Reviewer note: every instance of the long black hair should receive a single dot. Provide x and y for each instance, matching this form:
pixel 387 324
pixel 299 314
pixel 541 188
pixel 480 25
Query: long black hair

EXERCISE -> Transcribe the listing from start to finish, exactly as given.

WRITTEN SOLUTION ->
Reviewer note: every instance of the long black hair should receive a single dot. Provide x and y for each instance, matching this form:
pixel 387 324
pixel 299 314
pixel 541 188
pixel 480 25
Query: long black hair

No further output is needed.